Stored data
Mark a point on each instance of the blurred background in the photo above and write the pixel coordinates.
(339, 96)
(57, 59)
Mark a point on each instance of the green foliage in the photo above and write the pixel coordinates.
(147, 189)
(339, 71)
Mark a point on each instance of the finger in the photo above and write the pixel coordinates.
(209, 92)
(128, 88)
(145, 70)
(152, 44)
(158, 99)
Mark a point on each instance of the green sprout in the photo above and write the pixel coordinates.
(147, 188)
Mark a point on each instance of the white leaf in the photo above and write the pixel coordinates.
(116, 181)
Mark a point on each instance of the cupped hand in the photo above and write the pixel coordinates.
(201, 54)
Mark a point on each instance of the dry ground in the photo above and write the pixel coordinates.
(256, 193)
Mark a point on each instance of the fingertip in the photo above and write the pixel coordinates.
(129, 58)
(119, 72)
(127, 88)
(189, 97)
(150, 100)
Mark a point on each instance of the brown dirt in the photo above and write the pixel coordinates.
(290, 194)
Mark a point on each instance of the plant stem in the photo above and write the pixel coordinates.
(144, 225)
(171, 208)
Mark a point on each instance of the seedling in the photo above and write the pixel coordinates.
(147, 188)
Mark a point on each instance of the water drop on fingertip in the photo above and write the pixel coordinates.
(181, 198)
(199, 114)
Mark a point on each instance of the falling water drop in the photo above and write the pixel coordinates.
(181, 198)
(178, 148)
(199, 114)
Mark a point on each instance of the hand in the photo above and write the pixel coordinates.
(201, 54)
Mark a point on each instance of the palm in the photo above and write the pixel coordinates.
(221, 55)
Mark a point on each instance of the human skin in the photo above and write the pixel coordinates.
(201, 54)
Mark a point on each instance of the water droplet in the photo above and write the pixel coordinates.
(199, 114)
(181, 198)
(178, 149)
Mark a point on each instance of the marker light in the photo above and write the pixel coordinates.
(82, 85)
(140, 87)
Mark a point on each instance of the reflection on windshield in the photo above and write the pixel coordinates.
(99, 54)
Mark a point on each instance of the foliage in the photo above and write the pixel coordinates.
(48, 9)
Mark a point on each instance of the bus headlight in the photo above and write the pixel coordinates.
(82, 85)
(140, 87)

== Task to complete ==
Which lines run from the one holding "Mark a point on each instance of the reflection" through the end of the data? Write them out exactly, ends included, and add nothing.

== Expected answer ==
Mark a point on each instance of the reflection on windshield in the photo above and write the pixel coordinates.
(99, 54)
Mark a point on each instance of the foliage in the photo above and write the pixel coordinates.
(48, 9)
Mark a point on each instance of the bus headlight in the photo above and write the pixel coordinates.
(82, 85)
(140, 87)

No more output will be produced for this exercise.